Supplied material:

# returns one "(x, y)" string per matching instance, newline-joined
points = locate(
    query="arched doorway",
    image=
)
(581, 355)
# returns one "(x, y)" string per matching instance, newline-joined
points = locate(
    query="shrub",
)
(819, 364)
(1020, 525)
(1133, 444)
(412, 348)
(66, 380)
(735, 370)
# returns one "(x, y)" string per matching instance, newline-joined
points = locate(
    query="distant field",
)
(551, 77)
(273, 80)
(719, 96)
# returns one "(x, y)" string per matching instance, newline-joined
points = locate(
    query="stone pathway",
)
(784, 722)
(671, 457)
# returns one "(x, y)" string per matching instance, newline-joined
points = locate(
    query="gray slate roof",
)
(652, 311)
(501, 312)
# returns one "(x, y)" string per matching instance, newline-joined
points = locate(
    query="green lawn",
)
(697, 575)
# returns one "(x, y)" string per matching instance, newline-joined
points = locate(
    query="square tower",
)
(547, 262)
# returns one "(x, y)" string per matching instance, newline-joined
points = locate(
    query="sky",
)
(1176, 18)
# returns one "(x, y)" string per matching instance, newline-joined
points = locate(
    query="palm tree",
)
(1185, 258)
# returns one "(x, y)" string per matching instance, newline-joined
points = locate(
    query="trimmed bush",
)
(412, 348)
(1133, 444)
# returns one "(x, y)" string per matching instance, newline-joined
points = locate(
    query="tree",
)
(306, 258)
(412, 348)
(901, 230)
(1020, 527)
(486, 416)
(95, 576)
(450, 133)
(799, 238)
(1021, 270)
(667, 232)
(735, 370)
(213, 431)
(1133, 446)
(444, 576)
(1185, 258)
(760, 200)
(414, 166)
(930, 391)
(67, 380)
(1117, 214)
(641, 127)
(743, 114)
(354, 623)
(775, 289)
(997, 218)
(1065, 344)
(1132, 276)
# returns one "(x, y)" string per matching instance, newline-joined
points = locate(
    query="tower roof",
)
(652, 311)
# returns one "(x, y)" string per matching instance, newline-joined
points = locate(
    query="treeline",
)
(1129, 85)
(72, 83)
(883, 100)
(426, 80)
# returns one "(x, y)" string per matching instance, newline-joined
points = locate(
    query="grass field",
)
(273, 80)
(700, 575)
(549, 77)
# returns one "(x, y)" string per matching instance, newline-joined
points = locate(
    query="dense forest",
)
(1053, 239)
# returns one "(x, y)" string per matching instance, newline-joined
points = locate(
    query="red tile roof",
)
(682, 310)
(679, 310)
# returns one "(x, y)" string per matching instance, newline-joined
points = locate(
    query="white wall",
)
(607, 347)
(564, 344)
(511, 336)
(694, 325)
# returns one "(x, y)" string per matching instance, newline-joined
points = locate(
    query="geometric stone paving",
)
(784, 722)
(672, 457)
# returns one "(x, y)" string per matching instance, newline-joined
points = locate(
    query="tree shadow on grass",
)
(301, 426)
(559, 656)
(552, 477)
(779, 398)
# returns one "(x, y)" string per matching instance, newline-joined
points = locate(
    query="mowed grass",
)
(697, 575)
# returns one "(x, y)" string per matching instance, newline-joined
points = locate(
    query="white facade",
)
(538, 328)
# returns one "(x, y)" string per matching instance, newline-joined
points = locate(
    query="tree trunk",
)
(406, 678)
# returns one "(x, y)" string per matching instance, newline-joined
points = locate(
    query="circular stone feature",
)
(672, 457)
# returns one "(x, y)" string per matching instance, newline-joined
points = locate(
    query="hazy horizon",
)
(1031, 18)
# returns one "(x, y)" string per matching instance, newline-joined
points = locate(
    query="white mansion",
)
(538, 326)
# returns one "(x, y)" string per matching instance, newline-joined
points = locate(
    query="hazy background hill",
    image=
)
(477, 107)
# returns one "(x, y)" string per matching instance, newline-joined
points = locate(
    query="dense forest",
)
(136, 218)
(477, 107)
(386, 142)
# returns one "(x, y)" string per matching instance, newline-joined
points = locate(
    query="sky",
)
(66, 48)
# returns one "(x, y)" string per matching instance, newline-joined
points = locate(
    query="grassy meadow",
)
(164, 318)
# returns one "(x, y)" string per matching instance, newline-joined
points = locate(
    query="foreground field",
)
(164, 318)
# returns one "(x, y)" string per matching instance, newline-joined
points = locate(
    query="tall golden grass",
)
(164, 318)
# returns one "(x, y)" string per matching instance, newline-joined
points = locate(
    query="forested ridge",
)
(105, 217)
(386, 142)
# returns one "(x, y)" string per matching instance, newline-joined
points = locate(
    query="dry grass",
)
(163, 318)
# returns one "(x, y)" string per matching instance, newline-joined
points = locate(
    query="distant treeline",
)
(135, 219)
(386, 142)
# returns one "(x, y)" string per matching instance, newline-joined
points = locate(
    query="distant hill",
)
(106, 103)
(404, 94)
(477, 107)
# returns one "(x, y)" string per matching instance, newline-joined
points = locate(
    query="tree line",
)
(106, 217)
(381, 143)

Given task: Repeat all of the records above exactly as written.

Task response:
# returns one "(x, y)" string per matching instance, newline-joined
points = locate(
    query="arched doorway",
    image=
)
(581, 355)
# returns one "(x, y)" string per matching instance, newline-joined
points = locate(
    query="shrub",
)
(819, 364)
(1020, 525)
(1133, 444)
(412, 348)
(66, 380)
(735, 370)
# returns one "(x, y)" string per matching instance, newline-joined
points = locate(
    query="distant field",
)
(551, 77)
(273, 80)
(719, 96)
# returns one "(x, y)" string per matching instance, newline-joined
points = locate(
    query="stone pathway",
)
(784, 722)
(671, 457)
# returns one "(x, y)" string per matching instance, newline-joined
points = locate(
    query="gray slate roof",
)
(652, 311)
(501, 312)
# returns one "(x, y)" string per matching instance, newline-joined
points = locate(
    query="green lawn",
)
(697, 575)
# returns one "(x, y)" string per matching instance, newline-joined
points = locate(
    query="square tower",
)
(547, 262)
# returns one "(x, y)" string per matching instance, newline-joined
points = locate(
    query="sky",
)
(1176, 18)
# returns one "(x, y)" string per matching instance, newline-joined
points = locate(
    query="palm tree",
)
(1185, 258)
# returns one "(x, y)" string per matching instance, newline-joined
points = locate(
    query="trimmed bush",
)
(412, 348)
(1133, 444)
# returns one "(x, y)" string per matching instance, newline-joined
points = locate(
    query="tree",
)
(306, 258)
(412, 348)
(901, 230)
(1020, 527)
(486, 416)
(95, 576)
(450, 133)
(799, 238)
(1021, 270)
(667, 232)
(735, 370)
(213, 431)
(1133, 446)
(444, 576)
(1185, 258)
(760, 200)
(414, 166)
(930, 391)
(67, 380)
(1117, 214)
(641, 127)
(743, 114)
(354, 623)
(775, 289)
(997, 218)
(1065, 344)
(1132, 276)
# returns one "(x, y)" string per matching instance, newline-joined
points = locate(
    query="tower roof",
)
(652, 311)
# returns one "(x, y)" string per matching instance, newline-joined
points = locate(
    query="treeline",
)
(1129, 85)
(72, 83)
(883, 100)
(426, 80)
# returns one "(x, y)" string per matching instance, newline-joined
points = locate(
    query="grass field",
)
(273, 80)
(700, 575)
(549, 77)
# returns one "(x, y)" string per matching instance, newline-joined
points = locate(
    query="dense forest",
)
(1053, 239)
# returns one "(x, y)" string per matching instance, newline-joined
points = locate(
    query="red tile roof",
)
(682, 310)
(679, 310)
# returns one "(x, y)" string per matching instance, newline-joined
points = locate(
    query="white wall",
)
(607, 347)
(564, 344)
(511, 336)
(694, 325)
# returns one "(x, y)" string per matching instance, newline-joined
points = locate(
    query="geometric stone paving",
)
(784, 722)
(672, 457)
# returns one "(x, y)" string per matching instance, newline-joined
points = locate(
    query="tree shadow on grass",
)
(301, 426)
(559, 656)
(552, 477)
(779, 398)
# returns one "(x, y)" string per matching instance, newline-joined
points = locate(
    query="mowed grass",
)
(697, 575)
# returns one "(x, y)" string per matching instance, newline-joined
points = locate(
    query="white facade",
)
(538, 328)
# returns one "(x, y)" string per matching instance, newline-joined
points = locate(
    query="tree trunk",
)
(406, 678)
# returns one "(x, y)" string per matching instance, newline-joined
points = locate(
    query="circular stone feature",
)
(672, 457)
# returns one "(x, y)" string per matching instance, newline-joined
points = locate(
    query="hazy horizon",
)
(1031, 18)
# returns one "(x, y)" string per matching instance, newline-joined
points = locate(
    query="white mansion",
)
(538, 326)
# returns one "(x, y)" string per matching instance, newline-joined
points = locate(
    query="hazy background hill",
    image=
)
(477, 107)
# returns one "(x, y)" string per matching instance, newline-joined
points = locate(
    query="dense forest",
)
(136, 218)
(477, 107)
(386, 142)
# returns one "(x, y)" string per matching instance, newline-joined
points = locate(
    query="sky",
)
(66, 48)
# returns one "(x, y)" string per matching instance, newline-joined
points = locate(
    query="grassy meadow",
)
(164, 318)
# returns one "(x, y)" string per matching instance, newline-joined
points = locate(
    query="foreground field",
)
(164, 318)
# returns one "(x, y)" string per matching instance, newline-joined
points = locate(
    query="tall golden grass",
)
(164, 318)
# returns one "(x, y)" string per matching instance, newline-joined
points = locate(
    query="forested ridge",
)
(105, 217)
(386, 142)
# returns one "(x, y)" string per matching instance, newline-joined
points = locate(
    query="dry grass",
)
(163, 318)
# returns one "(x, y)" string per matching instance, newline-joined
points = locate(
    query="distant treeline",
)
(135, 219)
(386, 142)
# returns one "(x, y)" string per matching instance, newline-joined
points = locate(
    query="distant hill",
)
(106, 103)
(404, 94)
(477, 107)
# returns one "(x, y)" string per matching instance, newline-joined
points = locate(
    query="tree line",
)
(106, 217)
(381, 143)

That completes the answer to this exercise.